• **WHAT IS REQUIRED**: Under this task are some entries; return every one of them exactly.

• **PROVIDED DATA**:
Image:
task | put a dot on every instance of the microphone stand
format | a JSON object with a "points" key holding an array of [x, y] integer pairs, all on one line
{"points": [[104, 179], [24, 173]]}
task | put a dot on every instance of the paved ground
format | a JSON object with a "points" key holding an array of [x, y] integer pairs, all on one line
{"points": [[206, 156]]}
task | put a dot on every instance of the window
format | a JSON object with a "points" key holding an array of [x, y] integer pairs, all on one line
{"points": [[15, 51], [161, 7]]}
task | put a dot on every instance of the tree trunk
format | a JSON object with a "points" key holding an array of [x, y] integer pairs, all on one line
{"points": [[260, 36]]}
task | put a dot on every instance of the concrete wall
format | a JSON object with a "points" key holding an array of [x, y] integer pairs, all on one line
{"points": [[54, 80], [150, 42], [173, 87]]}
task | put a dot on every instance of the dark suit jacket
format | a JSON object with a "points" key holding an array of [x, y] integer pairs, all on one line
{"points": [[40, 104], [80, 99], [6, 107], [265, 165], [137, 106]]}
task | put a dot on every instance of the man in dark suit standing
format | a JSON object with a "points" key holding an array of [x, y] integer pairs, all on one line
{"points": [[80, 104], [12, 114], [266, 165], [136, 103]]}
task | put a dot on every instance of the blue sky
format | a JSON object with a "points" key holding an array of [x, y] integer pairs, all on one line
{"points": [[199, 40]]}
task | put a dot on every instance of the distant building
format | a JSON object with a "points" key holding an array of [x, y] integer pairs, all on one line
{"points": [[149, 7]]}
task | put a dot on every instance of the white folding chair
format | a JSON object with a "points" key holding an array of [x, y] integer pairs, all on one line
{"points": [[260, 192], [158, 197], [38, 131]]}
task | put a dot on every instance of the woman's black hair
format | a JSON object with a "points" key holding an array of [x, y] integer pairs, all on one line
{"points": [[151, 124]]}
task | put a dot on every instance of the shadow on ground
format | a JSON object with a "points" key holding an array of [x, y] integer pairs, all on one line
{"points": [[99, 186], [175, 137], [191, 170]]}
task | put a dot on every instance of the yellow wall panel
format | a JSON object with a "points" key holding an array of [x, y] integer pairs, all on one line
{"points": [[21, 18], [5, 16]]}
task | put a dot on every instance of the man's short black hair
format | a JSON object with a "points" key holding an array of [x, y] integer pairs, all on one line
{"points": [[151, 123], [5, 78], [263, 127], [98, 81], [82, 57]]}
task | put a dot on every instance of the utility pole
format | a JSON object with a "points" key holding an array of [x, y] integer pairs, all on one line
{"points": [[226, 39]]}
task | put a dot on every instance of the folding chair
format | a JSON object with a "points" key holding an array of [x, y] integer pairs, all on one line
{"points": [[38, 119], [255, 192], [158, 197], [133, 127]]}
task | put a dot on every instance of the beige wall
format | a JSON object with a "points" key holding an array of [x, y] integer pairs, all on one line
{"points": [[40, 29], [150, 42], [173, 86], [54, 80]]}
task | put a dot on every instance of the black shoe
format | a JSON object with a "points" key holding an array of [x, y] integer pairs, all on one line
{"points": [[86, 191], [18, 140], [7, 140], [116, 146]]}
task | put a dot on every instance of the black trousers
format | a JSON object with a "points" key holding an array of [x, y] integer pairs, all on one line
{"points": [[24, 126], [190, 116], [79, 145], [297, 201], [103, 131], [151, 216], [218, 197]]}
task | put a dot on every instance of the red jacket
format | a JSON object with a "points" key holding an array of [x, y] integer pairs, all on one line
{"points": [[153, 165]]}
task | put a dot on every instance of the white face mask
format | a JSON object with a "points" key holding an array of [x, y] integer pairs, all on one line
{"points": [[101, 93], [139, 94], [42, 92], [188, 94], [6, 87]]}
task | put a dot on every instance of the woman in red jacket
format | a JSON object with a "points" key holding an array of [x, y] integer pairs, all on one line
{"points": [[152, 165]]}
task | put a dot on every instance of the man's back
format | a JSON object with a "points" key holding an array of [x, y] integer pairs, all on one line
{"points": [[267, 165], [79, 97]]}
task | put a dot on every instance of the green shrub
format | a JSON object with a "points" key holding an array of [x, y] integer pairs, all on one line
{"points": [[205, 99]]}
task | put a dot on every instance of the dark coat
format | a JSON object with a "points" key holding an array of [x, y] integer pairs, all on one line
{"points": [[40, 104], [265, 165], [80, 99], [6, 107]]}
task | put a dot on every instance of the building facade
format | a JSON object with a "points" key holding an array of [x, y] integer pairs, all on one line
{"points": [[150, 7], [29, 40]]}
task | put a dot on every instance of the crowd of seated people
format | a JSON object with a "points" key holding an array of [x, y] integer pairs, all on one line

• **OUTPUT FOR THIS TASK**:
Image:
task | put a dot on every instance of the microphone stand
format | a JSON object with a "points" key holding an array of [x, y] integer pairs, all on one line
{"points": [[104, 179], [24, 173]]}
task | put a dot on every instance of the paved ground
format | a JSON object with a "points" key holding an array of [x, y] integer pairs, all on one line
{"points": [[206, 156]]}
task | put a dot on every instance of the window
format | a JSON object with a "points" key holding an array of [x, y] integer pairs, all on one line
{"points": [[15, 51], [161, 7]]}
task | put a dot on every instance of the tree trunk
format | a JSON object with a "points" key holding an array of [x, y] integer pairs, all on one line
{"points": [[260, 36]]}
task | put a dot on every instance of the concrete wall
format | a JSON object with a "points" key holding an array of [x, y] integer pairs, all on one line
{"points": [[54, 80], [150, 42], [173, 87]]}
task | put a dot on every instance of the dark suit jacket
format | a JSON object with a "points" key holding an array of [x, y] integer pairs, all on one line
{"points": [[40, 104], [80, 99], [6, 107], [265, 165], [137, 106]]}
task | put a dot on every instance of the man in dark suit standing
format | a JSON object with a "points" key holding an array of [x, y] integer pairs, all on one line
{"points": [[80, 104], [12, 114], [266, 165], [136, 103]]}
task | put a dot on every instance of the blue sky
format | a JSON object with a "points" key holding an array of [x, y] integer pairs, all on one line
{"points": [[199, 40]]}
task | put a dot on every instance of the distant building
format | a JSON object with a "points" key holding an array of [x, y] integer pairs, all on one line
{"points": [[149, 7]]}
task | put a dot on every instance of the white folding chair
format | a JSON object with a "points" key holding an array of [x, y] integer pairs, all on one line
{"points": [[260, 192], [158, 197], [38, 131]]}
task | put a dot on every instance of the woman's black hair
format | a JSON object with a "points" key holding an array of [x, y] integer pairs, all on one line
{"points": [[151, 124]]}
task | put a dot on every instance of the shadow on ground
format | a JSON object with a "points" key holding an array of [x, y] integer pairs, all on one line
{"points": [[99, 186], [175, 137], [191, 170]]}
task | put a dot on every instance of the yellow wall panel
format | a JSON object with a "points" key holding an array of [x, y] integer pairs, all on one line
{"points": [[21, 18], [5, 16]]}
task | put a dot on every instance of the man's short black hair
format | a JSON object with a "points" key holding an array of [x, y] integer pairs, all on one line
{"points": [[151, 123], [5, 78], [263, 127], [98, 81], [82, 57]]}
task | put a dot on every instance of the utility pole
format | a JSON object with a "points" key holding an array of [x, y] integer pairs, all on one line
{"points": [[226, 39]]}
task | put a dot on every instance of the folding chair
format | a JSON object with a "points" key holding an array of [x, y] integer pairs, all on one line
{"points": [[38, 119], [255, 192], [158, 197], [133, 127]]}
task | put a dot on every instance of the beige wall
format | a JSON object with a "points" key holding an array of [x, y] integer pairs, all on one line
{"points": [[40, 29], [150, 42], [173, 86], [54, 80]]}
task | put a dot on every instance of the black shoe
format | a JSON object with a "points" key holding an array of [x, y] integer pairs, all on one line
{"points": [[86, 191], [18, 140], [7, 140], [116, 146]]}
task | put a dot on every instance of the black trousers
format | a JSON object with a "points" key holding an array of [x, y] integer pairs, all on one line
{"points": [[24, 126], [190, 116], [79, 145], [297, 201], [103, 131], [151, 216], [218, 197]]}
task | put a dot on every instance of the red jacket
format | a JSON object with a "points" key holding an array of [x, y] integer pairs, all on one line
{"points": [[153, 165]]}
task | put a dot on every instance of the white face mask
format | a JSON object with a "points" key holding an array of [x, y] integer pairs, all on one line
{"points": [[101, 93], [139, 94], [42, 92], [188, 94], [6, 87]]}
task | put a dot on every instance of the woman in red jacket
format | a JSON object with a "points" key holding an array of [x, y] integer pairs, all on one line
{"points": [[152, 165]]}
task | put a dot on every instance of the man's back
format | a JSON object with a "points" key holding an array of [x, y] integer pairs, all on one line
{"points": [[267, 165], [79, 97]]}
task | put a dot on every instance of the green shrub
format | a JSON object with a "points" key holding an array of [x, y] integer pairs, all on one line
{"points": [[205, 99]]}
task | put a dot on every instance of the dark coat
format | a JSON object with a "points" key holding an array of [x, y] integer pairs, all on one line
{"points": [[40, 104], [265, 165], [80, 99], [6, 107]]}
task | put a dot on every instance of the building facade
format | a JSON object with a "points" key holding an array of [x, y] integer pairs, all on one line
{"points": [[150, 7], [29, 40]]}
task | put a dot on every instance of the crowd of seated people
format | a JSON object with a "points" key holding an array of [x, y] integer pairs, all on one line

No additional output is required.